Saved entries
=== Section Start ===

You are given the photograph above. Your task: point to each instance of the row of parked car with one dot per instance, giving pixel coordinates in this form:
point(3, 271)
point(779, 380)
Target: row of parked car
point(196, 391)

=== Section End ===

*Exercise description*
Reproduce only those lines of the entries above that run from the line with "point(3, 271)" to the final line.

*Solution for this exercise*
point(3, 271)
point(779, 380)
Target: row of parked car
point(196, 391)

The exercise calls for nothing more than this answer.